■ **WORK REQUIRED**
Copy out all the lines in the records that include the word "below".

:::

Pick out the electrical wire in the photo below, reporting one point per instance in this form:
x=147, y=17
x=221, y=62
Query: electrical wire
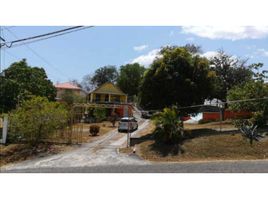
x=44, y=36
x=36, y=54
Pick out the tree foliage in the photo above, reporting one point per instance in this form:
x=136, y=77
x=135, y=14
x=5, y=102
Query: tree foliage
x=36, y=119
x=104, y=74
x=230, y=71
x=130, y=78
x=168, y=127
x=20, y=82
x=176, y=77
x=69, y=97
x=257, y=90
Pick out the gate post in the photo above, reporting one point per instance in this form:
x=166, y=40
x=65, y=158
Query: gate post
x=4, y=130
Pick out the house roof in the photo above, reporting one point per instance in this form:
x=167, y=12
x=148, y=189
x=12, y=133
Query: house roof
x=108, y=88
x=208, y=108
x=67, y=85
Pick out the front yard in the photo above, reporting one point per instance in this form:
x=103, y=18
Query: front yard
x=205, y=143
x=11, y=153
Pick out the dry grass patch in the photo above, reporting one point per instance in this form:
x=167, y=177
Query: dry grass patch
x=211, y=125
x=214, y=147
x=18, y=152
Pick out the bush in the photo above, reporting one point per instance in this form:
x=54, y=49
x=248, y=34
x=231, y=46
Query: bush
x=168, y=127
x=37, y=119
x=94, y=130
x=99, y=114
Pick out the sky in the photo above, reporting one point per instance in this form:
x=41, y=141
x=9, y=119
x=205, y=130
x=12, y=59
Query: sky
x=74, y=55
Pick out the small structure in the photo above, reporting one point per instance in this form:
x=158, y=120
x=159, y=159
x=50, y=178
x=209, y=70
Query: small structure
x=107, y=96
x=63, y=87
x=107, y=93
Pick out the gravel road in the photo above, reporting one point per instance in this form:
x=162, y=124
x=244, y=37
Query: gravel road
x=194, y=167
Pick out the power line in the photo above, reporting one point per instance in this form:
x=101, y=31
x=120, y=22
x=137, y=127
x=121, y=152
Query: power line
x=44, y=36
x=36, y=54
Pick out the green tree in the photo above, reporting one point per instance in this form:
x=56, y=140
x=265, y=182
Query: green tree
x=130, y=78
x=69, y=97
x=168, y=127
x=250, y=90
x=20, y=82
x=176, y=77
x=36, y=119
x=230, y=71
x=104, y=74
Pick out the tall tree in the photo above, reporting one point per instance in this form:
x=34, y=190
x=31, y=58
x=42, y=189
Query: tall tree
x=130, y=78
x=87, y=84
x=230, y=71
x=176, y=77
x=20, y=82
x=104, y=74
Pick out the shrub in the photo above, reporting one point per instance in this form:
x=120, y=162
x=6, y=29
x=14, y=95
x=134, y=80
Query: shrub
x=168, y=127
x=94, y=130
x=113, y=118
x=99, y=114
x=37, y=119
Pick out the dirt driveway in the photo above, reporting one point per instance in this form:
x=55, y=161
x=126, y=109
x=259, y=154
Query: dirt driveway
x=103, y=151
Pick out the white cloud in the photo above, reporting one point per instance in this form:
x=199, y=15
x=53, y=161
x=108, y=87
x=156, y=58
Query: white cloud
x=230, y=33
x=209, y=54
x=140, y=48
x=171, y=33
x=262, y=52
x=190, y=39
x=147, y=59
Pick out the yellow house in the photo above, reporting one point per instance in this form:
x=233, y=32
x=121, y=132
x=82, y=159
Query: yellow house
x=107, y=93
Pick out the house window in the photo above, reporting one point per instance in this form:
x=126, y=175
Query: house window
x=97, y=98
x=117, y=99
x=106, y=98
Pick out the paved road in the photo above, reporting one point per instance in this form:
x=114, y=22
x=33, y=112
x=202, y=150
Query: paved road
x=197, y=167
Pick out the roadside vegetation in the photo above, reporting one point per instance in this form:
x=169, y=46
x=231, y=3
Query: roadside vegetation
x=179, y=77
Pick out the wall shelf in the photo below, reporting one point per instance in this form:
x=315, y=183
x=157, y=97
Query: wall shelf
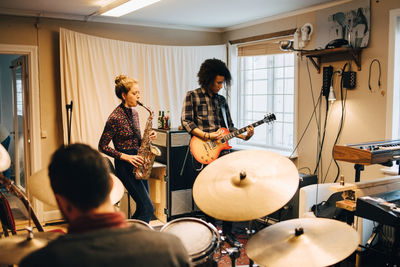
x=317, y=57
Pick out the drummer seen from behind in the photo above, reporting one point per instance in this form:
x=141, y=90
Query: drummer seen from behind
x=97, y=234
x=202, y=115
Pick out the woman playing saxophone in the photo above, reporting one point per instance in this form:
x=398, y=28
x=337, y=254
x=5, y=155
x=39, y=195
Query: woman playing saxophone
x=122, y=128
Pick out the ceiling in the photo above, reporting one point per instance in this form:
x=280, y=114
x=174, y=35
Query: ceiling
x=218, y=15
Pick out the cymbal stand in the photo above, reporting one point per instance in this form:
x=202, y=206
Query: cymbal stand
x=250, y=231
x=234, y=254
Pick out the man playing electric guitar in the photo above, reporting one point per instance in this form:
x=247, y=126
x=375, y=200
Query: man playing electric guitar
x=203, y=114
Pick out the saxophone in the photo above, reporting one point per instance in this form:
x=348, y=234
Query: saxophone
x=146, y=150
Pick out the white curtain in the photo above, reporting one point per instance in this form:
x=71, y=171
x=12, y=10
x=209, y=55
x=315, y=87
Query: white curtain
x=89, y=65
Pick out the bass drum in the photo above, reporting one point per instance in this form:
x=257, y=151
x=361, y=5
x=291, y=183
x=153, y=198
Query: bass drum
x=200, y=239
x=139, y=223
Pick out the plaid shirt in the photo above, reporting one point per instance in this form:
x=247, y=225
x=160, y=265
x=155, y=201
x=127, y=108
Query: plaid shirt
x=204, y=112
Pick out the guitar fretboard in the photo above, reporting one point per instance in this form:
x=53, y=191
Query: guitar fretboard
x=267, y=119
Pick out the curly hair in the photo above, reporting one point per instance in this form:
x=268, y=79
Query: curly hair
x=210, y=69
x=123, y=84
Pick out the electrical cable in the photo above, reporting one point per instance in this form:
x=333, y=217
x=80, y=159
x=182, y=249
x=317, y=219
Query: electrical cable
x=369, y=75
x=343, y=102
x=312, y=114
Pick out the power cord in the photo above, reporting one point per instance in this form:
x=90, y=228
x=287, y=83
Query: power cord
x=369, y=75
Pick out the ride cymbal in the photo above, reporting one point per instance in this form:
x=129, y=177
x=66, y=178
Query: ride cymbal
x=245, y=185
x=303, y=242
x=15, y=248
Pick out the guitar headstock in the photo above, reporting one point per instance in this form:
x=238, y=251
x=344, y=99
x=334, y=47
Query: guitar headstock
x=269, y=117
x=8, y=184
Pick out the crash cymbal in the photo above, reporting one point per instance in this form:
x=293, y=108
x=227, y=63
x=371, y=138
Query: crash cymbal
x=117, y=189
x=16, y=247
x=5, y=160
x=245, y=185
x=39, y=186
x=303, y=242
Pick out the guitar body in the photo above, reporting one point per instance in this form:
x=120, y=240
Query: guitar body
x=207, y=151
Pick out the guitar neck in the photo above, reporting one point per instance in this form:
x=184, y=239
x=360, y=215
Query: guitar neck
x=242, y=130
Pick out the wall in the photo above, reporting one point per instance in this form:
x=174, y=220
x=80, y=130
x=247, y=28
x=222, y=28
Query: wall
x=23, y=31
x=365, y=111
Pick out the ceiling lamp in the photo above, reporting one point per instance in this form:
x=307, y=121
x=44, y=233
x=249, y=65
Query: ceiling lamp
x=122, y=7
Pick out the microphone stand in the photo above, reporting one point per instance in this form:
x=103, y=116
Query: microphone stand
x=69, y=120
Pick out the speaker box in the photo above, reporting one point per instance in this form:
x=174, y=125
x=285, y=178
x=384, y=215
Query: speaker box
x=180, y=173
x=291, y=209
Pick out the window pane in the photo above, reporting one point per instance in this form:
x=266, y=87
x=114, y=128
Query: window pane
x=260, y=74
x=279, y=84
x=267, y=86
x=279, y=62
x=279, y=72
x=278, y=103
x=289, y=103
x=289, y=86
x=260, y=87
x=260, y=103
x=260, y=62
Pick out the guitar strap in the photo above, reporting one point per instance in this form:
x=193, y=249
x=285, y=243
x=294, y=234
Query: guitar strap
x=223, y=109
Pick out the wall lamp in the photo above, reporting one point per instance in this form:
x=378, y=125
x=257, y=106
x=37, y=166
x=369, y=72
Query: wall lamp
x=119, y=8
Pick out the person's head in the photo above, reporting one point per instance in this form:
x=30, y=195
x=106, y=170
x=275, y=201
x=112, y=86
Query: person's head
x=213, y=74
x=80, y=175
x=127, y=89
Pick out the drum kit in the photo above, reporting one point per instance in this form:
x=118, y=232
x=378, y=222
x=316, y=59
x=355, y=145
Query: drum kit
x=247, y=185
x=240, y=186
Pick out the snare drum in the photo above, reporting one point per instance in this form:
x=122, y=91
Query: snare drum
x=200, y=238
x=139, y=223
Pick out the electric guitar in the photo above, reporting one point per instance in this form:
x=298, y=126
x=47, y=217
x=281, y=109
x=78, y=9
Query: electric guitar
x=206, y=152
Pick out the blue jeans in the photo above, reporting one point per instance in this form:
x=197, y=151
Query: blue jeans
x=137, y=189
x=6, y=143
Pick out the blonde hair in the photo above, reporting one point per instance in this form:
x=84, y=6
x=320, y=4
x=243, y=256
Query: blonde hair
x=123, y=84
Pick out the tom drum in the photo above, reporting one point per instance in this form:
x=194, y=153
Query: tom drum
x=200, y=238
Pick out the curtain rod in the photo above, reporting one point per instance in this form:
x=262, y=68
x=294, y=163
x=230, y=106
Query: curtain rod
x=264, y=36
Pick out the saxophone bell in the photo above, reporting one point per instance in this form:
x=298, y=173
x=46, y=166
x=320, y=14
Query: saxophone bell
x=146, y=150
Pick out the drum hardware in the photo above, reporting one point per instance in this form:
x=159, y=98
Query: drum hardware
x=303, y=242
x=139, y=223
x=16, y=247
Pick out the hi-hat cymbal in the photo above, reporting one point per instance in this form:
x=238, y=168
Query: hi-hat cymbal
x=303, y=242
x=245, y=185
x=5, y=160
x=16, y=247
x=39, y=185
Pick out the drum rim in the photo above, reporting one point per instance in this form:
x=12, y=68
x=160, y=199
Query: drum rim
x=201, y=256
x=140, y=222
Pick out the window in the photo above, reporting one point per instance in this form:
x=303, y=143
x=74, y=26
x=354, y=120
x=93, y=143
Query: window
x=266, y=84
x=394, y=74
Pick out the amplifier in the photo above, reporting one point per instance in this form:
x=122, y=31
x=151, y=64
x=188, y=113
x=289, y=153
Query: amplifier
x=291, y=209
x=180, y=174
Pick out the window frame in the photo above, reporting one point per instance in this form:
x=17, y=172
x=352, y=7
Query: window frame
x=234, y=101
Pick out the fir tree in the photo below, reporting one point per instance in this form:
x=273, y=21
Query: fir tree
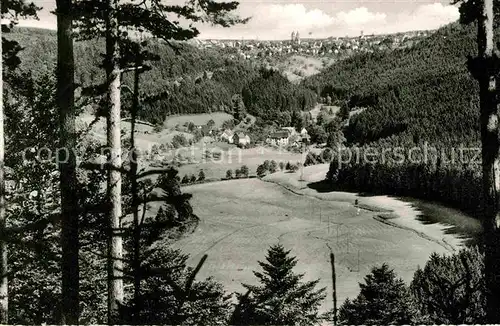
x=383, y=300
x=281, y=298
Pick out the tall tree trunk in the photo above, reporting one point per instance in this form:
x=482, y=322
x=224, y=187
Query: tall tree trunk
x=4, y=293
x=490, y=159
x=115, y=240
x=67, y=164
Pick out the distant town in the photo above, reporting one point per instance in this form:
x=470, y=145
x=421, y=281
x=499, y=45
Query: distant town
x=332, y=46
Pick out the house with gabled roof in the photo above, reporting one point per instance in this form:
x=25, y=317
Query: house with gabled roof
x=241, y=138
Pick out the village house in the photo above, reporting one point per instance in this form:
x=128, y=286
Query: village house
x=241, y=139
x=279, y=138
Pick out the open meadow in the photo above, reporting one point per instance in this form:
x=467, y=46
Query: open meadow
x=197, y=119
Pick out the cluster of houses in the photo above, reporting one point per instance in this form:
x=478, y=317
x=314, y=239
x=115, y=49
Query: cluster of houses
x=286, y=136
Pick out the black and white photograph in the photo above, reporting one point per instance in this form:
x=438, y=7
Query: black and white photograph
x=250, y=162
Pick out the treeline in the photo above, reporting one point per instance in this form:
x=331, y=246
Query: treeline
x=271, y=95
x=444, y=176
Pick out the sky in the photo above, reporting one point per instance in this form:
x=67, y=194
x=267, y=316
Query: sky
x=277, y=19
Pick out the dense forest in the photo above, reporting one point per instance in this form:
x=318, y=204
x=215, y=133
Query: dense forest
x=184, y=79
x=413, y=98
x=409, y=92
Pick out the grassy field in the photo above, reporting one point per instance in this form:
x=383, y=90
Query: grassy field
x=197, y=119
x=240, y=219
x=297, y=67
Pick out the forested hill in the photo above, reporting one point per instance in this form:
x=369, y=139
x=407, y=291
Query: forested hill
x=424, y=93
x=189, y=80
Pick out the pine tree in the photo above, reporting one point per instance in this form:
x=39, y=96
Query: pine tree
x=450, y=288
x=67, y=164
x=261, y=171
x=281, y=298
x=383, y=299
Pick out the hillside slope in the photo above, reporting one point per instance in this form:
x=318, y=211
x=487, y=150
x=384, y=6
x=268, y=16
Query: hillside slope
x=409, y=92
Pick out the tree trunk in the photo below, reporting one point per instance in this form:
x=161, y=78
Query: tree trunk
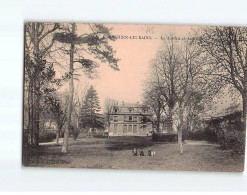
x=180, y=130
x=158, y=122
x=57, y=136
x=36, y=114
x=244, y=97
x=170, y=122
x=71, y=93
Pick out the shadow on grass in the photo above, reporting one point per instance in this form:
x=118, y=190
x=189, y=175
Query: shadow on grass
x=128, y=143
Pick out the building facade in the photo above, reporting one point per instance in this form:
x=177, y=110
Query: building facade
x=130, y=120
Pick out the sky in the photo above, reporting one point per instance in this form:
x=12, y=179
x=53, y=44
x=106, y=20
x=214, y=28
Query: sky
x=135, y=46
x=135, y=52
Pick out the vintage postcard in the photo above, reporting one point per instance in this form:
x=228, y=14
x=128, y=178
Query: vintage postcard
x=134, y=96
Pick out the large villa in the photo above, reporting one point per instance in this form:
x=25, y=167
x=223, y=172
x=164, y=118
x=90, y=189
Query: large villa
x=130, y=120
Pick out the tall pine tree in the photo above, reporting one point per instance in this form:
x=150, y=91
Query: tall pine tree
x=89, y=115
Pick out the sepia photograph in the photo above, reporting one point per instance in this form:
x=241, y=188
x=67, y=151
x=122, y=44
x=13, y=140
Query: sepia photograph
x=134, y=96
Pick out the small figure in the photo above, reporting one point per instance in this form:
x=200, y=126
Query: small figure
x=141, y=153
x=151, y=153
x=134, y=152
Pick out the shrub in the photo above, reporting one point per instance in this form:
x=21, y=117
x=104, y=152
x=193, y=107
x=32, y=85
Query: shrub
x=168, y=137
x=47, y=136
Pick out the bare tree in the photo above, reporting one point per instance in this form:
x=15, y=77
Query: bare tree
x=108, y=106
x=227, y=49
x=94, y=44
x=178, y=76
x=38, y=42
x=153, y=98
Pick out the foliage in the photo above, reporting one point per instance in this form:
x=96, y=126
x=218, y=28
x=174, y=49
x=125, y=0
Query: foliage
x=89, y=115
x=47, y=136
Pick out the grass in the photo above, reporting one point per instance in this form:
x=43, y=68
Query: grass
x=116, y=153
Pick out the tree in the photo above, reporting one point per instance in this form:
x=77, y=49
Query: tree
x=108, y=106
x=39, y=74
x=227, y=50
x=177, y=75
x=95, y=44
x=155, y=101
x=89, y=115
x=59, y=113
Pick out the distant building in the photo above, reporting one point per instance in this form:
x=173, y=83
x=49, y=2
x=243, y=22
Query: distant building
x=130, y=120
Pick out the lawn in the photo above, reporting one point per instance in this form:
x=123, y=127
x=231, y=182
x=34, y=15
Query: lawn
x=116, y=153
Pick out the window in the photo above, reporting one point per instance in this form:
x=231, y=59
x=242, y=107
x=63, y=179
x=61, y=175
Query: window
x=125, y=129
x=134, y=128
x=115, y=128
x=130, y=128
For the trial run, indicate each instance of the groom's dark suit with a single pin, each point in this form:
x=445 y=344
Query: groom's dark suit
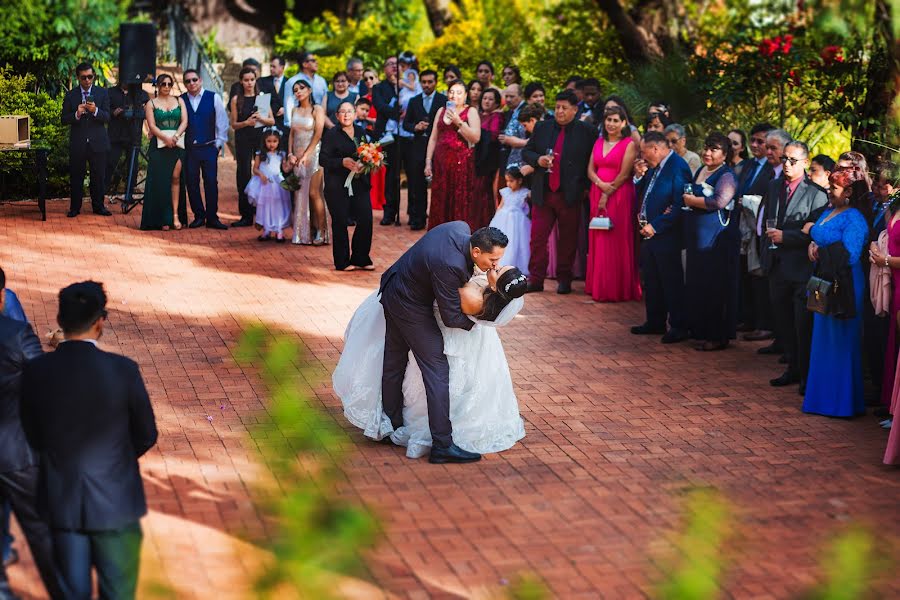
x=432 y=270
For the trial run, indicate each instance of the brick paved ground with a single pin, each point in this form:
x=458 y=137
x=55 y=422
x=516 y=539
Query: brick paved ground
x=617 y=428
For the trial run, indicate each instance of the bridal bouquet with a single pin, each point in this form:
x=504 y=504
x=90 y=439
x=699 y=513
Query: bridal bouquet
x=371 y=155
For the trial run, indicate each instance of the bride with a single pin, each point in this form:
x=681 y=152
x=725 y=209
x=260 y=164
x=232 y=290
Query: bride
x=483 y=406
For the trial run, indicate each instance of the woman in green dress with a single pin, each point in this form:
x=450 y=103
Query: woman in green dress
x=166 y=120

:::

■ **ANSWER FOR THE TASK**
Pick out the electrical wire in the photo below, reporting one point per instance in this form:
Pick out the wall shelf in the photo below, reporting one point per instance in this form:
Pick out the fir tree in the photo below, reporting one point per instance in this form:
Pick out the tree trunk in the photo below, reporting one point per instance in this form:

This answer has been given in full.